**What the task asks:** Retype the listing below line for line, keeping every character unchanged.

**Material provided:**
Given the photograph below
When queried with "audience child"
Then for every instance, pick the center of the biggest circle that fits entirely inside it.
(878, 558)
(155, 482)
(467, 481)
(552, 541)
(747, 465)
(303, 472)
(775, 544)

**Answer to the task:**
Given the photograph below
When queried with "audience child"
Then for every instance, pick the center of the biggest circle that fits entirely inside it.
(878, 558)
(155, 482)
(467, 481)
(552, 541)
(747, 465)
(303, 472)
(775, 544)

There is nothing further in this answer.